* EXERCISE TEXT *

● ● ● ● ●

1944 Nobel Prize in Physiology or Medicine
Reason for Award
for their discoveries relating to the highly differentiated functions of single nerve fibres
Laureates
United States of America
United States of America
Explanation
Our bodies are full of tiny electric cables called nerves. Erlanger and Gasser discovered that thick nerves carry the electric signal faster than thin ones. Think of a fast train and a slow bicycle on different tracks. Thanks to this difference, you pull your hand back from something hot instantly, and only later feel a dull ache. Their finding helps doctors understand and treat injuries or illnesses that damage nerves.
Related Keywords
nerve fibre
The axonal part of a neuron that carries electrical signals over long distances. Conduction velocity and function differ markedly according to diameter and presence of myelin. Erlanger and Gasser classified fibres by size and showed that signal modality maps onto fibre properties. The modern A, B, and C classification originates from their work. Clinically, conduction delay serves as an index for demyelinating diseases and diabetic degeneration. In neuro-engineering, fibre taxonomy guides the design of stimulation parameters.
action potential
A rapid membrane voltage change involving depolarisation and repolarisation that lasts ~1 ms and forms the basic unit of neural information. Erlanger and Gasser temporally resolved compound action potentials with a fast oscilloscope, extracting single-fibre components. This clarified relationships among fibre diameter, peak amplitude, and upstroke velocity. Modern patch-clamp techniques refine single-action-potential recording, but their conceptual root lies in the 1940s studies. Action-potential analysis is also applied in evaluating neurotoxic effects of drugs.
conduction velocity
The speed at which an impulse travels along an axon. It increases with diameter and the presence of a myelin sheath. Erlanger and Gasser measured velocities ranging from tens to hundreds of m/s and proposed a square-root relation with diameter. Conduction velocity is measured in nerve conduction studies as a diagnostic index for demyelination or axonal injury. In sports medicine it informs reflex-time analysis, and in robotics it inspires artificial neural-network timing. Recent work incorporates temperature dependence and pathology into computational models.

● ● ● ● ●

* EXTRACTED MATERIAL *
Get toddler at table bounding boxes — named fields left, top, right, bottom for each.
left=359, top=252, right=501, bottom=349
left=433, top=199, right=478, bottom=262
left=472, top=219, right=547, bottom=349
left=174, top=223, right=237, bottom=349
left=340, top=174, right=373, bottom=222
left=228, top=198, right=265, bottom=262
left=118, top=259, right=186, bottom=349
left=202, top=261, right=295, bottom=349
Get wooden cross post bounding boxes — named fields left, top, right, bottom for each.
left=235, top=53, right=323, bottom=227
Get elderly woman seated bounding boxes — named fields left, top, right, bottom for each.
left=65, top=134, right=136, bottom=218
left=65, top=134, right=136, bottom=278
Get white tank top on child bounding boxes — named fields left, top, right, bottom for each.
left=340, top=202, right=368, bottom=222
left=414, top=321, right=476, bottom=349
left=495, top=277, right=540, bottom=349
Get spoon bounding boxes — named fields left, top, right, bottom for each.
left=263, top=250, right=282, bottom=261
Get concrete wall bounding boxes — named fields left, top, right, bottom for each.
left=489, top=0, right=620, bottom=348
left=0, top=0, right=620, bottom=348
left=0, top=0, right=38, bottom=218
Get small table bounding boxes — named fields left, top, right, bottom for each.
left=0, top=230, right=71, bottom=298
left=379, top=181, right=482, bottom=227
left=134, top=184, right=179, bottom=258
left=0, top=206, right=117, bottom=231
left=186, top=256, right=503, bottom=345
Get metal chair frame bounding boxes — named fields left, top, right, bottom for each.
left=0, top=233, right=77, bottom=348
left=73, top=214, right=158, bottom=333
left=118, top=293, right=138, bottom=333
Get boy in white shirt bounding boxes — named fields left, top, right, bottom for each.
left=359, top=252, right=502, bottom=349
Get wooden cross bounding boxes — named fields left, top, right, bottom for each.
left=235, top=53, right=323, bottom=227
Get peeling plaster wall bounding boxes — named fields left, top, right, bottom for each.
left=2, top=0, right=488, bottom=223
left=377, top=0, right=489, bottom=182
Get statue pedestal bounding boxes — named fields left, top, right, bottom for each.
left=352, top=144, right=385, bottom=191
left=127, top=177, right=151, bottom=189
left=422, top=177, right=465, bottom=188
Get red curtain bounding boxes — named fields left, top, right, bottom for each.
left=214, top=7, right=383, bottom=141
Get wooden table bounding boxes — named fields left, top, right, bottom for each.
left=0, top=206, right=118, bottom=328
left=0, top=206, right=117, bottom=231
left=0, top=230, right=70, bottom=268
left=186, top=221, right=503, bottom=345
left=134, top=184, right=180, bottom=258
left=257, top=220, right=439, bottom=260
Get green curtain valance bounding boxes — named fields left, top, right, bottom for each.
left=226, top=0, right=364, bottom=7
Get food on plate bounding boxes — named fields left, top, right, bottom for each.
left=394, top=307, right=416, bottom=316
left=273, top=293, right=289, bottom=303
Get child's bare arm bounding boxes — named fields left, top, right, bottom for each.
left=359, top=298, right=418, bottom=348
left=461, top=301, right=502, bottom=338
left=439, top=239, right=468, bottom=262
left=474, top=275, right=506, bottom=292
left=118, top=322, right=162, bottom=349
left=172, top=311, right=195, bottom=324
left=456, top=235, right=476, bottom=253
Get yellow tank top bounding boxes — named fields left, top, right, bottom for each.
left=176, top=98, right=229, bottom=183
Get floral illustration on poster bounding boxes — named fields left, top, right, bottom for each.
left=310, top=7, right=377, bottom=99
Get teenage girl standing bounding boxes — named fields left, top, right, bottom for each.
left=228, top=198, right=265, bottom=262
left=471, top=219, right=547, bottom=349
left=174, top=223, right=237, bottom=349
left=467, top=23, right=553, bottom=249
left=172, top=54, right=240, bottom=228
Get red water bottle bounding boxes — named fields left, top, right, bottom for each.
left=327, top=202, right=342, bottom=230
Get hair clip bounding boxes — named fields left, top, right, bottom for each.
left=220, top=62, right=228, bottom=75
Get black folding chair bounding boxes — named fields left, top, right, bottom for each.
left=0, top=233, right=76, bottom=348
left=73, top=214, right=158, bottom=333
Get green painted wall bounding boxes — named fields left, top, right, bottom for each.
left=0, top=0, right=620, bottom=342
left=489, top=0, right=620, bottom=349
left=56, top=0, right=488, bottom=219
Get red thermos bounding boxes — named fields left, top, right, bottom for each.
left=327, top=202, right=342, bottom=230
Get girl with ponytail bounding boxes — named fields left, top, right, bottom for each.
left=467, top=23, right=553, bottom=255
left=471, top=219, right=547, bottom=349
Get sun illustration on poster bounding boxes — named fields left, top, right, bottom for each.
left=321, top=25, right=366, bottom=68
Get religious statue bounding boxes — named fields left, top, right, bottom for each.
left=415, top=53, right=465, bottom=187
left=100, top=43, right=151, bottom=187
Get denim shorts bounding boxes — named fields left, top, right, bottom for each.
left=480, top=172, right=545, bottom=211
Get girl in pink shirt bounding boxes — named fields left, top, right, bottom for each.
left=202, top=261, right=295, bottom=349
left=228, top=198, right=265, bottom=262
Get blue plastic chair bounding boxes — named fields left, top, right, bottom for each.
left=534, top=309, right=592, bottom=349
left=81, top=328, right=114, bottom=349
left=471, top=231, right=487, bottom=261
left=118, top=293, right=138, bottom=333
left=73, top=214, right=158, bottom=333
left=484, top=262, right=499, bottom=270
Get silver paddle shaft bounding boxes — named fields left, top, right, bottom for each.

● ● ● ● ●

* EXERCISES TO COMPLETE *
[1] In the 1944 Nobel Prize text, what instrument did Erlanger and Gasser use to temporally resolve compound action potentials?
[2] Pick up the 1944 Nobel Prize text where it stops and continue it.

* RESPONSES *
[1] A fast oscilloscope.

[2]
myelin sheath
A lipid-rich insulating structure formed by Schwann cells or oligodendrocytes. Enables saltatory conduction and boosts velocity by orders of magnitude. In Erlanger and Gasser’s scheme, A and B fibres are myelinated whereas C fibres are unmyelinated. Demyelinating diseases such as multiple sclerosis drastically slow conduction. Regenerative medicine is exploring artificial myelin production. Neuro-interface design also considers electrode placement relative to myelin distribution.
electrophysiology
The study of biological electrical phenomena to elucidate function. It includes ECG and EEG, but single-unit nerve analysis advanced dramatically with Erlanger and Gasser’s innovations. Their amplifier-oscilloscope setup influenced Hodgkin and Huxley’s squid-axon work. Today, multi-electrode arrays and optogenetics allow circuit-level visualisation. Clinically, electrophysiology guides pacemaker implantation and epilepsy focus localisation. Future advances may come from nanodevices and quantum sensors.
sensory and motor nerves
Sensory nerves carry information from skin or organs to the brain, while motor nerves send commands from the brain or spinal cord to muscles. Erlanger and Gasser showed that these functions correlate with fibre diameter: large Aα fibres rapidly convey motor commands, whereas thin C fibres relay dull pain. Matching structure and function represents an evolutionary strategy for neural efficiency. Rehabilitation research now explores separate stimulation of these systems to enhance recovery. Robotics mimics bidirectional communication for tactile-feedback prosthetic hands.
cathode-ray oscilloscope
A device that visualises voltage waveforms using an electron beam inside a vacuum tube. In the 1940s it was one of the few instruments capable of real-time microsecond resolution. Erlanger and Gasser modified the horizontal sweep and vertical amplification to boost sensitivity and directly observe single-fibre potentials. This allowed decomposition of compound waveforms and clarification of fibre-specific properties. The oscilloscope later evolved through transistor and digital stages into today’s high-bandwidth scopes and opto-electronic instruments. It exemplifies how instrumentation progress drives scientific breakthroughs.